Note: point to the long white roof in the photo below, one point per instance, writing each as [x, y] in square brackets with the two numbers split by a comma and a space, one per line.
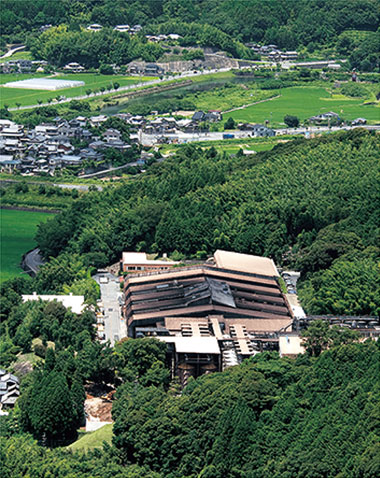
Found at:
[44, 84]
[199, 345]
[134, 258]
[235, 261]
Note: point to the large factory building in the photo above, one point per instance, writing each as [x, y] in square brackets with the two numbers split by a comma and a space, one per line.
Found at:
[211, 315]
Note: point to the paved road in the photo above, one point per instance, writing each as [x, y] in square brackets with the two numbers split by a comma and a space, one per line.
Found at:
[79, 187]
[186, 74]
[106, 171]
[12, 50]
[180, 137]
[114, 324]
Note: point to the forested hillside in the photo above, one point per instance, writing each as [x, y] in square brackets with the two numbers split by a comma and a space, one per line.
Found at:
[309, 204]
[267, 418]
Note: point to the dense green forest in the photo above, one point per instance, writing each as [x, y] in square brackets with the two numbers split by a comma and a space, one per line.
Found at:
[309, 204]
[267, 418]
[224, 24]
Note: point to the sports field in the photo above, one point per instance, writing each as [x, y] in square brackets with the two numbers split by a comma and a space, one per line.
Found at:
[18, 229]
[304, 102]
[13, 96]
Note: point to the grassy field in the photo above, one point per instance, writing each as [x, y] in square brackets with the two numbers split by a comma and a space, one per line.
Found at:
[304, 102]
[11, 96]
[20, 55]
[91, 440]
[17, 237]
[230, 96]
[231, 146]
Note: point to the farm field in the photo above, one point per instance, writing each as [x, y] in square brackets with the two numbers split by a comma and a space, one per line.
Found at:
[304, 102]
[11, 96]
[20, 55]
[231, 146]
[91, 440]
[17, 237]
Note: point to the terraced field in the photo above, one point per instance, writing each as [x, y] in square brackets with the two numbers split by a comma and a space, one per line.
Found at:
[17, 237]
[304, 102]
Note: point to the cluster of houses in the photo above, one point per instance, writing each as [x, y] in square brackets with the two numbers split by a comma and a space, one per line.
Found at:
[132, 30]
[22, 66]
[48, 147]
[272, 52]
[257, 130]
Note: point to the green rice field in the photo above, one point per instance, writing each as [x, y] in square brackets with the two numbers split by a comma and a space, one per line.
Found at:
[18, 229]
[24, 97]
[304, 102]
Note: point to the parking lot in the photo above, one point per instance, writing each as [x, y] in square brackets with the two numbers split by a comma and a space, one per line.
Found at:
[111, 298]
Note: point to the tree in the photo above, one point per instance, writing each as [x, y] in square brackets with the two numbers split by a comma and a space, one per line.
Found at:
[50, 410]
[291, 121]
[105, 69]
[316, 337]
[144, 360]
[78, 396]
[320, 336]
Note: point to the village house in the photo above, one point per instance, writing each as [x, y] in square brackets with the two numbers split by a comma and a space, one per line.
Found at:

**Description of the task:** Print the records above again exactly. Leave out the images.

**Exercise output:**
Note: point to the long white roof in the photo below, one point per instance, writing each as [x, y] in square brackets with the two numbers split by a comma and a space, one per line.
Found at:
[44, 84]
[199, 345]
[134, 258]
[235, 261]
Note: point to the large factory building in the photo above, one point per instance, writing each as [x, y] in square brackets with the two numbers split by a comma and a space, one per line.
Found at:
[211, 315]
Note: point to the paved road in the photo above, one point per instance, writing each as [x, y] in square brackets with the two numbers split by a comma and a space, one per line.
Found at:
[79, 187]
[186, 74]
[106, 171]
[12, 50]
[180, 137]
[114, 324]
Note: point to the forested hillside in the photo above, one point per instance, writing each as [x, y] in square brackets with the two numbers split by a comma and a space, one per line.
Found at:
[309, 204]
[267, 418]
Note: point to the dense green forest in the photo above, one point per instance, writing each as [x, y] in square brackets with the two numbers split by a comma and a space, one per line.
Found at:
[309, 204]
[267, 418]
[224, 24]
Note: point to the sports field in the photo above, one point per instance, writing each as [x, y] in square brackets with the two numbers split by a comma and a space, one per line.
Found at:
[18, 229]
[304, 102]
[13, 96]
Note: point to the grassy field in the photo above, one point per instance, writing each as [x, y] in square brackets with the two numbers split by a comma and a space, one per line.
Found at:
[304, 102]
[11, 96]
[20, 55]
[91, 440]
[17, 237]
[230, 96]
[231, 146]
Note: point to the farm field in the photo above, one point per instance, writing each as [x, y] in square brackets with the two numbers split by a comma and a space, one per line.
Found at:
[304, 102]
[11, 96]
[20, 55]
[231, 146]
[91, 440]
[17, 237]
Note: point to the terraced field in the photo above, one point per instance, writing each as [x, y] in square brackets with the two numbers split by a comma and a space, one per line.
Found at:
[17, 237]
[304, 102]
Note: point to the cluster of houses in the photo above, one point per instance, writing each as [x, y] in square brackets with the two numbers split by a comma and a space, one per line.
Found at:
[132, 30]
[22, 66]
[48, 147]
[272, 52]
[257, 130]
Note: point to the green rice field in the photo above, one point per instance, writing each as [x, y] in square brackets with the two numbers split by a comma and a space, one per line.
Found at:
[18, 229]
[24, 97]
[304, 102]
Note: point to the parking lot in the photo above, one point per instance, writing each as [x, y] in square brackets with the two numbers split by a comma and a space, one per line.
Found at:
[111, 298]
Note: point to the tree in the photo above, one point per instance, writing each as [x, y] in square brackets with the two numbers split by a comma and a space, one per line.
Found at:
[50, 410]
[291, 121]
[105, 69]
[316, 337]
[144, 360]
[78, 396]
[320, 336]
Note: point to the village house in the photo above, one point per instance, writing each as [x, y] in square brackets with the two numbers split by a comma and a space, one per line.
Found at:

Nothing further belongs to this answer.